### GOAL OF THE EXERCISE:
Retype the lines starting at the one that contains "The client would like the blue" and ending at the one that contains "[66,245,137,299]", both included, with every character kept the same.

### DATA SUPPLIED:
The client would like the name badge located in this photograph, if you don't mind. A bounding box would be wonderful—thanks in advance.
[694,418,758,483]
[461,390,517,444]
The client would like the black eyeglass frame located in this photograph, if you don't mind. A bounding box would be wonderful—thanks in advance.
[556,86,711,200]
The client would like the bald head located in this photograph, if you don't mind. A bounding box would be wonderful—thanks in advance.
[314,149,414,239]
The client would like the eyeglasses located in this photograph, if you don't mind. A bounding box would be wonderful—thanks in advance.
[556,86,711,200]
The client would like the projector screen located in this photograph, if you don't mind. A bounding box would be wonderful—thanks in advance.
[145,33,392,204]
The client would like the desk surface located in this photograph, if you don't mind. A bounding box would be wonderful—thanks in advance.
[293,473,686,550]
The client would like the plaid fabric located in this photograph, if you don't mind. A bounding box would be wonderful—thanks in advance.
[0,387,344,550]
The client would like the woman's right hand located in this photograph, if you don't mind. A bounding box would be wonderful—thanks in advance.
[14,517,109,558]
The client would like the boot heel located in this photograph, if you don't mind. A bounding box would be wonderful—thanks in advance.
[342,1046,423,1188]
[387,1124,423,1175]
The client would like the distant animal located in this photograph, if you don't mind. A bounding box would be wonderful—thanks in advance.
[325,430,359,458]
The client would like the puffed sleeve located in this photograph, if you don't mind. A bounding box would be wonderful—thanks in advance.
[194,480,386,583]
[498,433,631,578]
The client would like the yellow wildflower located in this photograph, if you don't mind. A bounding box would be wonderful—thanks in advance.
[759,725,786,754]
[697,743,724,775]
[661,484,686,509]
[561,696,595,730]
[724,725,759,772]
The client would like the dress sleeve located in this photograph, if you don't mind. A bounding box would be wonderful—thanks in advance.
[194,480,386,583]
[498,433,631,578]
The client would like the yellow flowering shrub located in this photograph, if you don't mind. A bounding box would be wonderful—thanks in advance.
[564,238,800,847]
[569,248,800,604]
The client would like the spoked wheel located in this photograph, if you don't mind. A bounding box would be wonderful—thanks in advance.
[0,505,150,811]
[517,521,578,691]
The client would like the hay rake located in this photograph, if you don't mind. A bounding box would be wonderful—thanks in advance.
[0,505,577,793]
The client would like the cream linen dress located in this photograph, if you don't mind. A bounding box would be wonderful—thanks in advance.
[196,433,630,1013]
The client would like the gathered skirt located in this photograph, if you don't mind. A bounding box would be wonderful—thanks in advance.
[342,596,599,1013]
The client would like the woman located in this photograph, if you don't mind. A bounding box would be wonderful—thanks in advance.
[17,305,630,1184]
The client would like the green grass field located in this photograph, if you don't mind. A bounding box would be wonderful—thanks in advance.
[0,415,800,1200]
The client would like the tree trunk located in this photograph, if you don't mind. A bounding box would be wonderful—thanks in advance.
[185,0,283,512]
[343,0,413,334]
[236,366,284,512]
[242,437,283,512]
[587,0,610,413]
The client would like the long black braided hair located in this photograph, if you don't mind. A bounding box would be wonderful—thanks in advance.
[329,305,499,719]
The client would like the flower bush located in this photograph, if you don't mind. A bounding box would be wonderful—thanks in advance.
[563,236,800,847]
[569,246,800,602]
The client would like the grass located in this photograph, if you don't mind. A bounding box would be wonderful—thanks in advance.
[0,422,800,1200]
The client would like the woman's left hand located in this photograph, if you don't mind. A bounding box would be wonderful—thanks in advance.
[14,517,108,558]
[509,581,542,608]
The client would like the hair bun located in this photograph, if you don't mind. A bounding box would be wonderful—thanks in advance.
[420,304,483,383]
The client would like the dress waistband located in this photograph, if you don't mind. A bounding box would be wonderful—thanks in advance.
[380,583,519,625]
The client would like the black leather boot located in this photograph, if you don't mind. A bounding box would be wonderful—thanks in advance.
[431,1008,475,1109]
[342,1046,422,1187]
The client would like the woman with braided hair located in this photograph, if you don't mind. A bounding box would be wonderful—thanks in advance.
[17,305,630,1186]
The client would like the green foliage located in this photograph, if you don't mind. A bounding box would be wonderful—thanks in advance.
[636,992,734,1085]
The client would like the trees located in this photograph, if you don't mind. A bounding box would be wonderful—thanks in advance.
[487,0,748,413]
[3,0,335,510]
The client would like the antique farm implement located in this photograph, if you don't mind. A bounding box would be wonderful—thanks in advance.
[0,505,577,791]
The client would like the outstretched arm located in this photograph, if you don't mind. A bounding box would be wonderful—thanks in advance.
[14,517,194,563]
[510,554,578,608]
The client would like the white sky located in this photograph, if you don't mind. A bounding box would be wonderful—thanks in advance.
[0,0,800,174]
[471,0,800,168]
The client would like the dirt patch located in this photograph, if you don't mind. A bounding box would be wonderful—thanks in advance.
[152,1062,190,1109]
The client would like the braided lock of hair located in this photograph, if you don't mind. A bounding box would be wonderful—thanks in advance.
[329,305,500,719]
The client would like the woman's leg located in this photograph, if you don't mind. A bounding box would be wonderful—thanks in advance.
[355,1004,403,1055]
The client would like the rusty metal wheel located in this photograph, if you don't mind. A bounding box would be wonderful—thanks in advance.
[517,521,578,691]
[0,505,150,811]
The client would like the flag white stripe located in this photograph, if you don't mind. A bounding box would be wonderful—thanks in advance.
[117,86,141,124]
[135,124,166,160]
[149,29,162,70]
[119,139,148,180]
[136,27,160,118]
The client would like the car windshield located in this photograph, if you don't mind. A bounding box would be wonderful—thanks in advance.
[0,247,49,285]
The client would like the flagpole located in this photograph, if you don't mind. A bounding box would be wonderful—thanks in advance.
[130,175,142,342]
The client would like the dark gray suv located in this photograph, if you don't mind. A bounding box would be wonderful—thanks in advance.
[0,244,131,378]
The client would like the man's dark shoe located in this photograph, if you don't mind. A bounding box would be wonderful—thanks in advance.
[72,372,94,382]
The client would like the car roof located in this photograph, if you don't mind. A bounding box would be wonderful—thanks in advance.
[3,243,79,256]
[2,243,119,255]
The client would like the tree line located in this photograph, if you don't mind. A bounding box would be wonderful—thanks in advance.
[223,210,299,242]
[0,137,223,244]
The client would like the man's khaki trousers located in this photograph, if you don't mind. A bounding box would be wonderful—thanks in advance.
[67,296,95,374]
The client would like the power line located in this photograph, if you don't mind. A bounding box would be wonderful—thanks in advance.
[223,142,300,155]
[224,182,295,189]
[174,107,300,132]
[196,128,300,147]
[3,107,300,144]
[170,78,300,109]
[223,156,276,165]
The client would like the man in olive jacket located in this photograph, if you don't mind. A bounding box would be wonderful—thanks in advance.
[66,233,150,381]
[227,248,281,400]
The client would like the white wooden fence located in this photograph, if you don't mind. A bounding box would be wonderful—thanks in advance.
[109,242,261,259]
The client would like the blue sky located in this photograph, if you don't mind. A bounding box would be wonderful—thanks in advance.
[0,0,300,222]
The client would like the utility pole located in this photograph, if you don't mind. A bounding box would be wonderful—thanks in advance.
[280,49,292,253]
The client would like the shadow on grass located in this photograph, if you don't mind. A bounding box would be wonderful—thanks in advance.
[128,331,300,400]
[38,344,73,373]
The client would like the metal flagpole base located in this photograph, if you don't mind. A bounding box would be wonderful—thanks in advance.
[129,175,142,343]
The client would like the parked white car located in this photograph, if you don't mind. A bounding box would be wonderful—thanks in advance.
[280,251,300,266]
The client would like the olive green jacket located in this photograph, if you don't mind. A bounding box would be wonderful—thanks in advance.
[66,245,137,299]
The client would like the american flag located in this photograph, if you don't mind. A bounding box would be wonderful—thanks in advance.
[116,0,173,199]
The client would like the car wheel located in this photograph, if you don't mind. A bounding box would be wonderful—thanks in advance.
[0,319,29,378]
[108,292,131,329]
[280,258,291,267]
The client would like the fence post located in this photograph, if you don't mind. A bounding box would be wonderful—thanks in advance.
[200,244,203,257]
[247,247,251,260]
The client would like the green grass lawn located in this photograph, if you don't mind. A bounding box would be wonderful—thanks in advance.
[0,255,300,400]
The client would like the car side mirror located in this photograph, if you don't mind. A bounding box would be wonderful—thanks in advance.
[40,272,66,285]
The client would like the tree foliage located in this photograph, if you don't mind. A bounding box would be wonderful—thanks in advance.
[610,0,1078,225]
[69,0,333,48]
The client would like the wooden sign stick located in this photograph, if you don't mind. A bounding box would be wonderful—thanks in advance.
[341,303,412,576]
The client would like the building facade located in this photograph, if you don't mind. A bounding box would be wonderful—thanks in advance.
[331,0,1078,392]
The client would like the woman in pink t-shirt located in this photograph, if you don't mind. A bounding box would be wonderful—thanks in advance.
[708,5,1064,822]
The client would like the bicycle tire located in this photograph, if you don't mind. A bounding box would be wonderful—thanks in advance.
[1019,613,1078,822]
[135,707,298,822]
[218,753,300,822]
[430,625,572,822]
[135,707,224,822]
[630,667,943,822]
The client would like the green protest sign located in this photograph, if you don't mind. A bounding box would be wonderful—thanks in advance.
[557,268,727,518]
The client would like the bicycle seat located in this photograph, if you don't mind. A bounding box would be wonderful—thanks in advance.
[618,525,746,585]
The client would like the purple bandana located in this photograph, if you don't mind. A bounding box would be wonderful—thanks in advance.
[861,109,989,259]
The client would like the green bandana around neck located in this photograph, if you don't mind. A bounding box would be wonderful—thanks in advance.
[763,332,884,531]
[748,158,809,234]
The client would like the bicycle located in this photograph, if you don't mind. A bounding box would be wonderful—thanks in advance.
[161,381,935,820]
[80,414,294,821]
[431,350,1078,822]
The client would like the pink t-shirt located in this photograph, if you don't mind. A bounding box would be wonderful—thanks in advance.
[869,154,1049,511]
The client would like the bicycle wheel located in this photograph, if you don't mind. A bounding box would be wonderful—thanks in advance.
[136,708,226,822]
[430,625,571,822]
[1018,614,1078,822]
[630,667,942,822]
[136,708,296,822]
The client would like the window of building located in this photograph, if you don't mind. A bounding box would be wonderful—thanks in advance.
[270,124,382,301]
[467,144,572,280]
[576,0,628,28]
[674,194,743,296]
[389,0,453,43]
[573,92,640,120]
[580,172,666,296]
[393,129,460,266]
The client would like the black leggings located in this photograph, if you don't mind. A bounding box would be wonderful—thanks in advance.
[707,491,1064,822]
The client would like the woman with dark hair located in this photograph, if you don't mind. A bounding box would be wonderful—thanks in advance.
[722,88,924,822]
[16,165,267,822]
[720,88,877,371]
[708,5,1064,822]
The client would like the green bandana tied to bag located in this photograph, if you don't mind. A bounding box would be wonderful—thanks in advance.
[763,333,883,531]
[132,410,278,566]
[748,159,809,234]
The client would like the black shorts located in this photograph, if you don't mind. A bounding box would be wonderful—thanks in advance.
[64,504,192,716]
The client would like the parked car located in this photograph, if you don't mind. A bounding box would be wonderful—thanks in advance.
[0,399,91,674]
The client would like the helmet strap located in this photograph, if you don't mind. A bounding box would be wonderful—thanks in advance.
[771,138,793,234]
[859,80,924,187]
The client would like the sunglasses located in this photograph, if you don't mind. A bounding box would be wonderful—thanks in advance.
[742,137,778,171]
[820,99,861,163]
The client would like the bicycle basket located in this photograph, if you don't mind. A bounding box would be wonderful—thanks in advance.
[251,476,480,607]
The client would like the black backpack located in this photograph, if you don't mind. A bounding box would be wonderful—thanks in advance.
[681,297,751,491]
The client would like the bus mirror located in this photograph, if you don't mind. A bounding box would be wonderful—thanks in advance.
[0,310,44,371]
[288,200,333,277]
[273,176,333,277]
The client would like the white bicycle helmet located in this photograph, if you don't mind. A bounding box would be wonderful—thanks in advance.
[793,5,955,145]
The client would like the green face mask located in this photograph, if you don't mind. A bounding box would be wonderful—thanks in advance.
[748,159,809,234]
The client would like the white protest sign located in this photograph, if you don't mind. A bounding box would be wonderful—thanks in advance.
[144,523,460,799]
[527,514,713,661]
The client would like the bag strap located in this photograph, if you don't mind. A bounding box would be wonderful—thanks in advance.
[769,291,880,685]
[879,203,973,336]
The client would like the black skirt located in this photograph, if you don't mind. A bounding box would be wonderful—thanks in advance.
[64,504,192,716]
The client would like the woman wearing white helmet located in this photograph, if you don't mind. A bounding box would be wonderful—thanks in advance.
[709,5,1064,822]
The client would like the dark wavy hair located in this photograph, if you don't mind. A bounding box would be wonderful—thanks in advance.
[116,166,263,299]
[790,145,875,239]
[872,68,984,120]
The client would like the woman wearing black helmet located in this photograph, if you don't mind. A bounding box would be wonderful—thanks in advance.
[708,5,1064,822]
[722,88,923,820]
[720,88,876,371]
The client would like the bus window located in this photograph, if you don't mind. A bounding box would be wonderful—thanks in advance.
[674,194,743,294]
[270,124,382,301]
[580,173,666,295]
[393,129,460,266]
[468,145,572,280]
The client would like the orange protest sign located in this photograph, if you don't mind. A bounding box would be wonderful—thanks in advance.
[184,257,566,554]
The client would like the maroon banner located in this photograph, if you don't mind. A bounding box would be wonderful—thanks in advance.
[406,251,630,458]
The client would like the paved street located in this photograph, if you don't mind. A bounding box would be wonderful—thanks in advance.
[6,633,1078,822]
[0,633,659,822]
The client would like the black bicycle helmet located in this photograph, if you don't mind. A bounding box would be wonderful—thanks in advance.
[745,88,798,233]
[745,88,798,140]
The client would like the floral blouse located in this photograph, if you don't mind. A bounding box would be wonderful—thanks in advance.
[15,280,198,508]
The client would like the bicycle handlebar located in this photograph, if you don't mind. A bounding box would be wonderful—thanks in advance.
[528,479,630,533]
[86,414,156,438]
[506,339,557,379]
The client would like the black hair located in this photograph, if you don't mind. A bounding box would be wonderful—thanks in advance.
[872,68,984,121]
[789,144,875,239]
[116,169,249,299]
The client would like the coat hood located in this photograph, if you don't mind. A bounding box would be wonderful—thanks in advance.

### RESULT OF THIS TASK:
The client would like the blue sky located in this photograph, if you don't mind. A bounding box would be wonderful—thanks in advance.
[0,0,300,222]
The client would like the utility pole located in this photograph, if you don't mind. A bounding box would be wonderful—thanks in advance.
[280,49,292,253]
The client would like the shadow on grass located in this photograph, if you don't mind. A bounding box would be wonderful—thanks in advance.
[128,331,300,400]
[38,344,73,373]
The client would like the metal flagpole base located in this photograph, if you don't mind. A bounding box would be wonderful—thanks in advance.
[129,175,142,343]
The client would like the parked white car located in this photograph, if you don't mind. A bounding box would be wonderful—thanks in advance.
[280,251,300,266]
The client would like the olive green jacket located in this photograph, if you don't mind. A bounding box would be wonderful—thanks in advance.
[66,245,137,299]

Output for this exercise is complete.